Copy out the lines of the listing below word for word, from the line containing "Please locate the tall" through the line containing "(1416, 531)", inclusive.

#### Given records ####

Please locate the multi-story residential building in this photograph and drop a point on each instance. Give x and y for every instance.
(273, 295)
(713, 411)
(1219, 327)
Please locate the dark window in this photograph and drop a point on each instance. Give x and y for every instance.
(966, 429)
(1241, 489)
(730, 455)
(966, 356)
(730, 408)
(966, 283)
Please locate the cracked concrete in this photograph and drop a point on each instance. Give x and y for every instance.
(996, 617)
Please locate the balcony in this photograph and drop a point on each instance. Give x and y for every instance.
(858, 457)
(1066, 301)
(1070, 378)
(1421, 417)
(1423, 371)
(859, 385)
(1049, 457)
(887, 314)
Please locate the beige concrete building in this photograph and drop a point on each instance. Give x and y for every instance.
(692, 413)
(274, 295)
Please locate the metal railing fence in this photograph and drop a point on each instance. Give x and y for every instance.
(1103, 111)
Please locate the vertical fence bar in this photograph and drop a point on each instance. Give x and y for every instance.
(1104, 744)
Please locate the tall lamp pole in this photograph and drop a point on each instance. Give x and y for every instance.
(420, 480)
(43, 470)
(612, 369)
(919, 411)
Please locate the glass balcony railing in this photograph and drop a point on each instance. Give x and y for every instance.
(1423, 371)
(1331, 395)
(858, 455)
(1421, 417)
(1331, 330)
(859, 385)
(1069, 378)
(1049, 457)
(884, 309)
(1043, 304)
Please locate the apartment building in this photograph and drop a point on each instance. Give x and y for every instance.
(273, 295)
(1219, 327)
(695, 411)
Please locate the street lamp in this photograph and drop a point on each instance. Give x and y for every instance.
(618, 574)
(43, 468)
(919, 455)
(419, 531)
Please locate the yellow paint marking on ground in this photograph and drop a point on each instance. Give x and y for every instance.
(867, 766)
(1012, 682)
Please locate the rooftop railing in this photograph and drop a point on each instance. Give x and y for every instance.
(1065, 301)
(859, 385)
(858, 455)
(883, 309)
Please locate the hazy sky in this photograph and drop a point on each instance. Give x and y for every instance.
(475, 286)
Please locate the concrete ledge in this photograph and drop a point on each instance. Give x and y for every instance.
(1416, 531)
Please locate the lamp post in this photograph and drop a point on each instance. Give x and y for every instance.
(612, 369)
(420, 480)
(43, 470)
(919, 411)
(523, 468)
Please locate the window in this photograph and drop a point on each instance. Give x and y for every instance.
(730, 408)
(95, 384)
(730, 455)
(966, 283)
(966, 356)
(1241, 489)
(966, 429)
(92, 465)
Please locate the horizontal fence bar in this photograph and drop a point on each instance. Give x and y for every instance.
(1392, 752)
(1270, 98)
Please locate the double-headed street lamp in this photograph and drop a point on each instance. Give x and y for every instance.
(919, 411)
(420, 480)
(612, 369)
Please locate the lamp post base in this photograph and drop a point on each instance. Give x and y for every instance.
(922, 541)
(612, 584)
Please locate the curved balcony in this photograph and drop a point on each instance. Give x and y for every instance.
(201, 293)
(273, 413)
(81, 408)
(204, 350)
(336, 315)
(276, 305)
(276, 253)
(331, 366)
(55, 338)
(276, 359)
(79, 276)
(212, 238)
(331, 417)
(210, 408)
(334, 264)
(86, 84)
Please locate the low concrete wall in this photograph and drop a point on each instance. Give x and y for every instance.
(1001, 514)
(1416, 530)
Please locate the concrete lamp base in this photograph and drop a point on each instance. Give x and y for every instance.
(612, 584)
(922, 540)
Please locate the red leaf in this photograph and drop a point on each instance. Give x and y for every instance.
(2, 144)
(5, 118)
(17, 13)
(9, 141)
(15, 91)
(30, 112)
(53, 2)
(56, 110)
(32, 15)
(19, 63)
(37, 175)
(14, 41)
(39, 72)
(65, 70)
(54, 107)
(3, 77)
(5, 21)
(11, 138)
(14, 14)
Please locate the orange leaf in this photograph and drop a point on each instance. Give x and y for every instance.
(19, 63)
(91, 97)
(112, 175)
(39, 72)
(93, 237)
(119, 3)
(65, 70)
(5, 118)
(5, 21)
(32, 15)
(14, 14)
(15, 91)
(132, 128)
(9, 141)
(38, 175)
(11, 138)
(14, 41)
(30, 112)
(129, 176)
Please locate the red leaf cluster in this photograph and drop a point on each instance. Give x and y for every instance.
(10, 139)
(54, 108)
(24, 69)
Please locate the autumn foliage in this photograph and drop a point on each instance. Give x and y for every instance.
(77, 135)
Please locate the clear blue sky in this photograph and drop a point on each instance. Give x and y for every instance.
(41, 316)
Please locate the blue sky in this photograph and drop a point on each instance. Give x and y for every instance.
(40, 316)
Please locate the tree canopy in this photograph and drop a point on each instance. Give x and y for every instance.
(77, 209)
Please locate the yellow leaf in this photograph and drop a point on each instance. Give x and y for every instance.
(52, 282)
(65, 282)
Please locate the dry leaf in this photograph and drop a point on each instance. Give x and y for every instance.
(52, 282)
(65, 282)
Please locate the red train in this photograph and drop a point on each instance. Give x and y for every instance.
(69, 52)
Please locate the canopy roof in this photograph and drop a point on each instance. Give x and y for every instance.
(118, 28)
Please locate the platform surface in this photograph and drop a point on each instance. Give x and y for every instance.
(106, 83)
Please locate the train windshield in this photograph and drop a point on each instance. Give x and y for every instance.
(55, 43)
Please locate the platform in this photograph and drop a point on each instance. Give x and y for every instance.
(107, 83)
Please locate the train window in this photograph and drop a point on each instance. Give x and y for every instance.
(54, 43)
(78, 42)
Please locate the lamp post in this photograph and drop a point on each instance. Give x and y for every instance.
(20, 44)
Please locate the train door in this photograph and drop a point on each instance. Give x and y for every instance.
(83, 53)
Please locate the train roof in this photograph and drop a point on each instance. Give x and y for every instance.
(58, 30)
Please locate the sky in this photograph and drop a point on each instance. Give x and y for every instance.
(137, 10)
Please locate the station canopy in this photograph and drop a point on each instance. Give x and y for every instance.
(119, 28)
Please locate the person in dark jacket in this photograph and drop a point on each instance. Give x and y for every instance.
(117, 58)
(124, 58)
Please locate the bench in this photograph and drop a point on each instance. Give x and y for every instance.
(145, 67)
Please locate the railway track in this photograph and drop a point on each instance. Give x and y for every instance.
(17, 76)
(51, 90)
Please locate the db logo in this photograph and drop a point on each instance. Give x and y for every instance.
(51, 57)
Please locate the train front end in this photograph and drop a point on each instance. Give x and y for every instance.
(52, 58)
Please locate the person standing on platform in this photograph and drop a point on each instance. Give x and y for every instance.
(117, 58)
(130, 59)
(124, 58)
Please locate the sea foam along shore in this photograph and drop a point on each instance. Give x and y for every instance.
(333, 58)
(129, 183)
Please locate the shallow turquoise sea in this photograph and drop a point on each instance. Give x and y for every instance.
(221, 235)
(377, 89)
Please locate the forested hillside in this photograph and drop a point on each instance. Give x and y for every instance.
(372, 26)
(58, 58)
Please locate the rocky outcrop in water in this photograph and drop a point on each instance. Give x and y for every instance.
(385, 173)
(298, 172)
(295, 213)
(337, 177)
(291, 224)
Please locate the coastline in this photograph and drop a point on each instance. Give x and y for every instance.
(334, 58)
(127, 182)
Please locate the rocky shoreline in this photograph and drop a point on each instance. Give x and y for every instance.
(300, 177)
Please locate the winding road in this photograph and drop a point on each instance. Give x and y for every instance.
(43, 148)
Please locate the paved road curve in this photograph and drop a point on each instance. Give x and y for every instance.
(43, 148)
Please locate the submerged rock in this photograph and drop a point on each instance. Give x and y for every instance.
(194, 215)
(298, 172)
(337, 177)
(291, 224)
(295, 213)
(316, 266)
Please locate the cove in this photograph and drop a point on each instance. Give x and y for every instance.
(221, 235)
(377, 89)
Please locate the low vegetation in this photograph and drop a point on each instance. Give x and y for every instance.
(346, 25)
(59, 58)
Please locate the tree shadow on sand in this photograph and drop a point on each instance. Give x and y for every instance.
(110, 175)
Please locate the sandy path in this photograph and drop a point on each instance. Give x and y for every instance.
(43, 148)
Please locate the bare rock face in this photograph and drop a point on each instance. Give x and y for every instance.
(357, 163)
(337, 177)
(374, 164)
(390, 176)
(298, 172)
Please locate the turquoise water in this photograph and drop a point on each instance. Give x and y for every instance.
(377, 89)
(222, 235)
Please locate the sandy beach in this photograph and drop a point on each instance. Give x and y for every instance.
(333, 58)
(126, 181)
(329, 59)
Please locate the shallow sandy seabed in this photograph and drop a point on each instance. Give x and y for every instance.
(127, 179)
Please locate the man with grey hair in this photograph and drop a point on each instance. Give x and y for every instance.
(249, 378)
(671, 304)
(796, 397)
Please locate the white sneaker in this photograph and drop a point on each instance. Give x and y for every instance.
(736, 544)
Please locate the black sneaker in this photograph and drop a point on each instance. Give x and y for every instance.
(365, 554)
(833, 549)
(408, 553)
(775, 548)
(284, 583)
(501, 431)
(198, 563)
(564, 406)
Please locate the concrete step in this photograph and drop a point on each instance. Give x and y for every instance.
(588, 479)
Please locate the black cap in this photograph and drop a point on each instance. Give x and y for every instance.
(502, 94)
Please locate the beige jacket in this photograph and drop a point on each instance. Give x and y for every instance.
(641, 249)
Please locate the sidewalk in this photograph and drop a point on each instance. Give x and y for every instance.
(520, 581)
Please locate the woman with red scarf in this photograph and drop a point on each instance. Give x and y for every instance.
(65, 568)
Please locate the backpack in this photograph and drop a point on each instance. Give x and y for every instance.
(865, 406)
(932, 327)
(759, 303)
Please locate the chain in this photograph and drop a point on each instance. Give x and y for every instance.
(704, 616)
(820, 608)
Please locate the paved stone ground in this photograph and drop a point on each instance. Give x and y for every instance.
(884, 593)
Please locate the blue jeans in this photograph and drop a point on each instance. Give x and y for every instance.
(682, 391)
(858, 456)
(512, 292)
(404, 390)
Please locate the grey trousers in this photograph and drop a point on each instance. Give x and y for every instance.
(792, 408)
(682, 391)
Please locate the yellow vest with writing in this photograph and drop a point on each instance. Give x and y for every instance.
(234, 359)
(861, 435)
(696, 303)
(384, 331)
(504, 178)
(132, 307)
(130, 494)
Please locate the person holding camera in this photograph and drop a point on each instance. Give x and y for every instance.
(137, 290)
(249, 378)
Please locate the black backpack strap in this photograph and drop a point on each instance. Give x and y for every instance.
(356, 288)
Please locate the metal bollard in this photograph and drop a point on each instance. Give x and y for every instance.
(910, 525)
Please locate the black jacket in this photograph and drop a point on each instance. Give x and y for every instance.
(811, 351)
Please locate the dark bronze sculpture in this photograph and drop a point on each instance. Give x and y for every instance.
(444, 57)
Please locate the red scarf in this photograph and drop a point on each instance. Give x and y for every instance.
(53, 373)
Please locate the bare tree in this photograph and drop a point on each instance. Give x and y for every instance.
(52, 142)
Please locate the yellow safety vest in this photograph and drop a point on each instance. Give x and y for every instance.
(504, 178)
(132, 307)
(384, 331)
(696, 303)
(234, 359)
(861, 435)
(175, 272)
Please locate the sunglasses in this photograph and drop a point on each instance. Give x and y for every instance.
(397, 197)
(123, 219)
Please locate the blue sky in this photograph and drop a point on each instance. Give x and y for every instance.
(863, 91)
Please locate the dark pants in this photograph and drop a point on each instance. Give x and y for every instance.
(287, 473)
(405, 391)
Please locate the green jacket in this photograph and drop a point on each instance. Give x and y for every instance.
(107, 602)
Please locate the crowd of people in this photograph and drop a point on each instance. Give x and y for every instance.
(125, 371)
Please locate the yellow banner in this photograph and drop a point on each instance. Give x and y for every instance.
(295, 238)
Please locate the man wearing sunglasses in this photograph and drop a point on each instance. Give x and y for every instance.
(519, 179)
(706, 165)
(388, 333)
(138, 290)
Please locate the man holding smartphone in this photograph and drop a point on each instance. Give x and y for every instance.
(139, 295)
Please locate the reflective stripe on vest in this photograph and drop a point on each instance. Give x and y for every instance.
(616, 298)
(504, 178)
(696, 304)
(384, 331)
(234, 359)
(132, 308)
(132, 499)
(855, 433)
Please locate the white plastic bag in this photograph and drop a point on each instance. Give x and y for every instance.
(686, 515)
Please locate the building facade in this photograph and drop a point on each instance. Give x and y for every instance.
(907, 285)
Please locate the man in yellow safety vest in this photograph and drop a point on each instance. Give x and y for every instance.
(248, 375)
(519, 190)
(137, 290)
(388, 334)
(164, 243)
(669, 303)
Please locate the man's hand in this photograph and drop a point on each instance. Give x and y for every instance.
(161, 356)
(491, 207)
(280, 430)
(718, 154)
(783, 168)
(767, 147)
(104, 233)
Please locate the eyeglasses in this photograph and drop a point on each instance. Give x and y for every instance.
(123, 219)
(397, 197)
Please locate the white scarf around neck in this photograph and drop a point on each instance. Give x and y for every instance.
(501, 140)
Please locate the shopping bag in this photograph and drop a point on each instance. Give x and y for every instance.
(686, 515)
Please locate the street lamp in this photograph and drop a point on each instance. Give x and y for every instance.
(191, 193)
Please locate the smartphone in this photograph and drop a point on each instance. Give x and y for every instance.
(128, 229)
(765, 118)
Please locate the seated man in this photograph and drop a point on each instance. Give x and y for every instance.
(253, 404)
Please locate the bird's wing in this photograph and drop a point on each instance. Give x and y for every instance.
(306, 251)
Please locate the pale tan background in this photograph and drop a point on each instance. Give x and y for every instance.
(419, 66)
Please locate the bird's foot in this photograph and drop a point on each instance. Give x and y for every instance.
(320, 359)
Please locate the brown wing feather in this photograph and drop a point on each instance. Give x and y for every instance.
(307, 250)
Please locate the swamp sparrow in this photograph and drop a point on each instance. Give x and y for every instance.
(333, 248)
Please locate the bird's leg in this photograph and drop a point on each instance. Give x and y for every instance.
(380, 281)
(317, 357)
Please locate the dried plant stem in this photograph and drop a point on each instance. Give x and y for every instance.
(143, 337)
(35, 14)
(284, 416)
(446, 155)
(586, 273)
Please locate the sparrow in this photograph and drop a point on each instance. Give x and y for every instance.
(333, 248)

####

▶ **The output**
Please locate the tall lamp pole in this photograph and drop a point on each instance. Give x and y for every instance.
(420, 480)
(43, 470)
(612, 369)
(919, 411)
Please locate the glass balcony railing in this photograph and drop a point on each instance. Give x and y for every instance.
(1423, 371)
(1331, 395)
(858, 455)
(1421, 417)
(1331, 330)
(859, 385)
(1069, 378)
(1049, 457)
(884, 309)
(1043, 304)
Please locate the apartment building in this photograph and drop a point on each instance. Give x and y for every instance.
(273, 295)
(1219, 327)
(695, 411)
Please locate the street lamp in this photograph and drop a point on each instance. Give x and y for every instance.
(618, 574)
(43, 468)
(919, 455)
(419, 531)
Please locate the yellow paint marking on ground in this photograph and drop a point on each instance. Give x and y for every instance.
(867, 766)
(1012, 682)
Please locate the rooftop railing in this photograph and drop a point on each instance. Give x and y for every instance.
(1065, 301)
(859, 385)
(858, 455)
(883, 309)
Please locate the hazy sky in this photograph and drop a point on each instance. Give x and y for every instance.
(475, 286)
Please locate the concrete ledge in this photograph and drop a point on each instance. Give x and y for every instance.
(1416, 531)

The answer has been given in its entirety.